━━ EXCERPT TO READ ━━
Vishal Biyani

19 Dec 2010

Role of Architect

Attended a small event organized by ThoughtWorks in Pune, more on that here. This article primarily focuses on the session on Role of architect by Vivek Singh. The brief on session follows.

## Role of architect

Being a technical coach

If we use analogy of football game, the role of an architect in a software project is that of a coach in football. Architect is to know and guide his team about all latest techniques and work methodology, correcting them where needed.

Taking delivery ownership

In general in software industry it is seen that architects design and recommend technologies and methodologies, but if a software project fails to deliver/has issues, the blame goes on either team or “project manager”. The failure is generally put with execution, which may not be entirely fair. Architect of an project has and should take an equal ownership of the project and there by being part of its success or failure.

Being a coach who plays- very important!

Have you seen a football coach? He goes on field and shows things to team members by “doing” them. Doing is important. An architect who has not written a single line of code fr years, would be for sure far less competent to understand the problems being faced at ground level. One of the the techniques which can be effectively used here is to go for pair programming for small stories (In case of Agile projects). This way the architects would not get bogged down by daily routine of “doing work” at the same time, will have there hands on going on.

Its important to do/code, but at the same time architect has to keep a track of the 10K view of things.

Understand more than application architecture

Software systems are getting more and more complex and its important for the architects to understand not only how the application in question works, but a bigger picture as in how the application is going to interact with other applications.
━━━
━━ MATERIAL FOR THIS TASK ━━
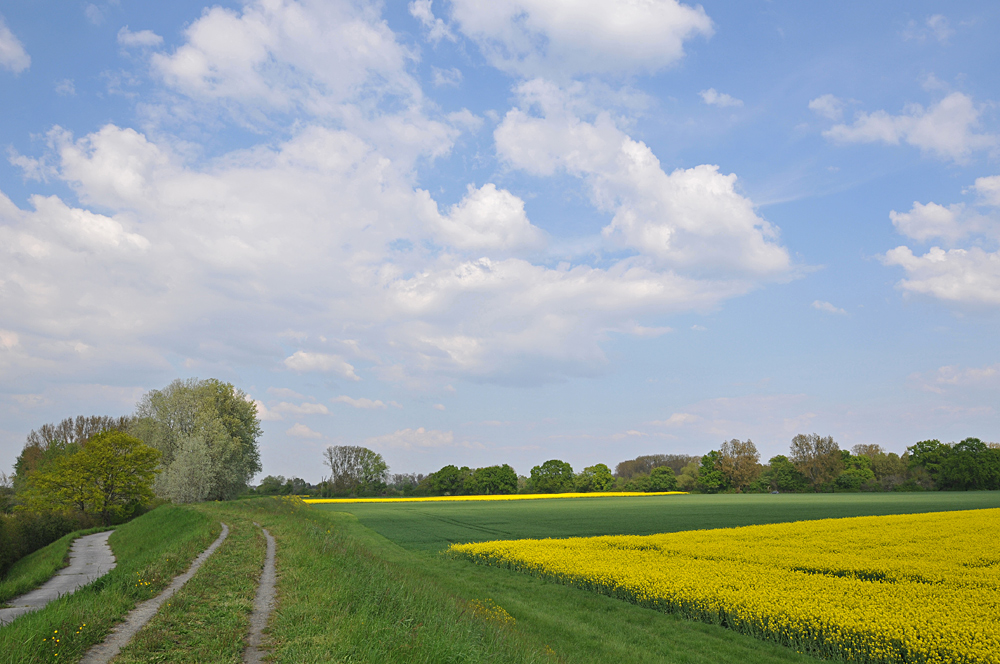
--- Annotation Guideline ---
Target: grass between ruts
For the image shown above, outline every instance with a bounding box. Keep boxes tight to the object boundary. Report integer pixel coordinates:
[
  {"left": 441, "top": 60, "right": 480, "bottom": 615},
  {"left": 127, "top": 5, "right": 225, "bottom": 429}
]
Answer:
[
  {"left": 115, "top": 503, "right": 265, "bottom": 664},
  {"left": 0, "top": 528, "right": 108, "bottom": 607},
  {"left": 0, "top": 505, "right": 222, "bottom": 664}
]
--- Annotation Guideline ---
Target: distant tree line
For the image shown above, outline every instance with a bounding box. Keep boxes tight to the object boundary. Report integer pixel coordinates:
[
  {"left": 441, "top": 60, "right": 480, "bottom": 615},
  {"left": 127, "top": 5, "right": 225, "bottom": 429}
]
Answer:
[{"left": 284, "top": 434, "right": 1000, "bottom": 497}]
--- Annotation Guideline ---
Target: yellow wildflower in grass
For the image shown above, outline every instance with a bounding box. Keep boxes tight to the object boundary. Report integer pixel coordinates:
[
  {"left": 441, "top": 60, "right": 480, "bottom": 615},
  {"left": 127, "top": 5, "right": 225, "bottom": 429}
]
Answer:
[
  {"left": 449, "top": 509, "right": 1000, "bottom": 664},
  {"left": 302, "top": 491, "right": 687, "bottom": 505}
]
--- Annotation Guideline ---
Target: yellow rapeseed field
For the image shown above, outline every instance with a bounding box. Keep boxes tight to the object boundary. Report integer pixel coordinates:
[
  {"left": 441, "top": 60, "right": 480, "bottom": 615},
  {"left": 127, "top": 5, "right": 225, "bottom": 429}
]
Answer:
[
  {"left": 449, "top": 509, "right": 1000, "bottom": 664},
  {"left": 304, "top": 491, "right": 687, "bottom": 505}
]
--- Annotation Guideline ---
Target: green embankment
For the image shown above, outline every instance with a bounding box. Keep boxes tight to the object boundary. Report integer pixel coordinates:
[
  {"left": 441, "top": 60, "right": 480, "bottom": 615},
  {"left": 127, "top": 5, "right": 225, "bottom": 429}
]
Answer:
[
  {"left": 0, "top": 528, "right": 107, "bottom": 606},
  {"left": 314, "top": 491, "right": 1000, "bottom": 552},
  {"left": 0, "top": 505, "right": 222, "bottom": 664}
]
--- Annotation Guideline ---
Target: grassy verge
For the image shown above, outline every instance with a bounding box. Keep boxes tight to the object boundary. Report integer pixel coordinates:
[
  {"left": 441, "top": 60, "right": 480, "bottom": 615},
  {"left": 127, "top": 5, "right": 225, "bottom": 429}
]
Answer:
[
  {"left": 115, "top": 505, "right": 265, "bottom": 664},
  {"left": 0, "top": 528, "right": 107, "bottom": 606},
  {"left": 0, "top": 505, "right": 221, "bottom": 664},
  {"left": 192, "top": 499, "right": 555, "bottom": 664}
]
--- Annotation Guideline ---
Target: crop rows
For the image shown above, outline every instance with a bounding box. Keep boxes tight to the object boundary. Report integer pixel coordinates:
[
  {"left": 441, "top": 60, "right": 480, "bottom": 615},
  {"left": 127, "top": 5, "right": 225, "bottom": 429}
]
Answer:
[{"left": 449, "top": 509, "right": 1000, "bottom": 664}]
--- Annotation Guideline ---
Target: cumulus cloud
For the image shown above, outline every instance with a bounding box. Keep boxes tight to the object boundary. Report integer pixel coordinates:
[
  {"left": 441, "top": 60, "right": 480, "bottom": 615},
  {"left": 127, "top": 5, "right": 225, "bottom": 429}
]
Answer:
[
  {"left": 409, "top": 0, "right": 457, "bottom": 44},
  {"left": 118, "top": 25, "right": 163, "bottom": 47},
  {"left": 698, "top": 88, "right": 743, "bottom": 108},
  {"left": 330, "top": 394, "right": 386, "bottom": 410},
  {"left": 285, "top": 350, "right": 361, "bottom": 380},
  {"left": 446, "top": 0, "right": 712, "bottom": 78},
  {"left": 0, "top": 16, "right": 31, "bottom": 74},
  {"left": 495, "top": 80, "right": 790, "bottom": 274},
  {"left": 809, "top": 94, "right": 844, "bottom": 122},
  {"left": 812, "top": 300, "right": 847, "bottom": 316},
  {"left": 883, "top": 246, "right": 1000, "bottom": 306},
  {"left": 437, "top": 183, "right": 545, "bottom": 250},
  {"left": 823, "top": 92, "right": 998, "bottom": 163},
  {"left": 285, "top": 424, "right": 323, "bottom": 438}
]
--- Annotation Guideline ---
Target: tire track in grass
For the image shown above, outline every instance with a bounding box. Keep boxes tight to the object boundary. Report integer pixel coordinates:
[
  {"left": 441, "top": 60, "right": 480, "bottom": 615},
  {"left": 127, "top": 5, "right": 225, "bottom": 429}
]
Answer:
[
  {"left": 80, "top": 523, "right": 229, "bottom": 664},
  {"left": 243, "top": 521, "right": 277, "bottom": 664}
]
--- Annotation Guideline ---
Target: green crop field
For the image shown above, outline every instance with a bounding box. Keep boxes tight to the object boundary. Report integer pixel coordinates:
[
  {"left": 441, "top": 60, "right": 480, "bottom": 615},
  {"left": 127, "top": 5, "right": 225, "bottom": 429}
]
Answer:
[{"left": 313, "top": 491, "right": 1000, "bottom": 552}]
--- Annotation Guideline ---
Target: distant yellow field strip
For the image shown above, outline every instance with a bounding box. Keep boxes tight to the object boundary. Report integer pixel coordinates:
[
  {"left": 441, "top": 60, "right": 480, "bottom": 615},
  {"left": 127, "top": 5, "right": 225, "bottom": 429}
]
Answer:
[
  {"left": 449, "top": 509, "right": 1000, "bottom": 664},
  {"left": 304, "top": 491, "right": 687, "bottom": 505}
]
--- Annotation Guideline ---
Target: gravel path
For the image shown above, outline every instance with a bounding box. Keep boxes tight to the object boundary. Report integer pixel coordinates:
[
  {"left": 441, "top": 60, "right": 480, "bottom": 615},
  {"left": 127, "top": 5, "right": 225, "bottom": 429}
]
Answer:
[
  {"left": 0, "top": 530, "right": 116, "bottom": 625},
  {"left": 80, "top": 524, "right": 229, "bottom": 664},
  {"left": 243, "top": 523, "right": 276, "bottom": 664}
]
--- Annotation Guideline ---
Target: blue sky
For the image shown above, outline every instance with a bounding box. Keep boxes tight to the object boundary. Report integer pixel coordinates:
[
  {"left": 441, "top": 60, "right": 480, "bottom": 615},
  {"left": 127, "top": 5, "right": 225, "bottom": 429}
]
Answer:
[{"left": 0, "top": 0, "right": 1000, "bottom": 481}]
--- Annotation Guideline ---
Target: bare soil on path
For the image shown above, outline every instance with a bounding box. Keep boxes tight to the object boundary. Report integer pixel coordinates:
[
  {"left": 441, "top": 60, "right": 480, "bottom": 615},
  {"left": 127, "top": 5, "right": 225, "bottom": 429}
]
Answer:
[{"left": 0, "top": 530, "right": 117, "bottom": 625}]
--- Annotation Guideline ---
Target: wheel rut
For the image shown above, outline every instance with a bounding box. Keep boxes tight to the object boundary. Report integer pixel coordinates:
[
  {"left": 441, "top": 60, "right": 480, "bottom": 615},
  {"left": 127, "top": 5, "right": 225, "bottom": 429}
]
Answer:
[{"left": 80, "top": 523, "right": 229, "bottom": 664}]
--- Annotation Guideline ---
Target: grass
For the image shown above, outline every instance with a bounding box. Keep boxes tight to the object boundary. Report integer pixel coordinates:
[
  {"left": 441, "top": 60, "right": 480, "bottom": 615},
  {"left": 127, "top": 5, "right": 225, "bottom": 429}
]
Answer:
[
  {"left": 0, "top": 505, "right": 221, "bottom": 664},
  {"left": 313, "top": 491, "right": 1000, "bottom": 552},
  {"left": 0, "top": 528, "right": 107, "bottom": 607},
  {"left": 115, "top": 503, "right": 265, "bottom": 664}
]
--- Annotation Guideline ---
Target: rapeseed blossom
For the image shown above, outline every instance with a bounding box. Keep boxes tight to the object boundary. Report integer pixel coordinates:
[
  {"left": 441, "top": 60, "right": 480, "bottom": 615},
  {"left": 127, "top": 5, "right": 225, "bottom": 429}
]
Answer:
[
  {"left": 449, "top": 509, "right": 1000, "bottom": 664},
  {"left": 302, "top": 491, "right": 687, "bottom": 505}
]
━━━
### [WHAT TO DO]
A - Using the post on the architect's role, decide whether each statement agrees with it. (i) The post compares an architect on a software project to a football coach. (ii) The post says an architect should give up coding in order to keep the big-picture view. (iii) The post suggests pair programming on large stories. Answer yes or no for each, and quote the deciding words from the post.
B - Identify every line in the listing that contains the word "yellow", and copy each one. Case counts.

### [RESULTS OF THE TASKS]
A -
(i) Yes: "the role of an architect in a software project is that of a coach in football."
(ii) No: "Its important to do/code, but at the same time architect has to keep a track of the 10K view of things."
(iii) No: "go for pair programming for small stories"

B -
Target: yellow wildflower in grass
Target: yellow rapeseed field
Target: distant yellow field strip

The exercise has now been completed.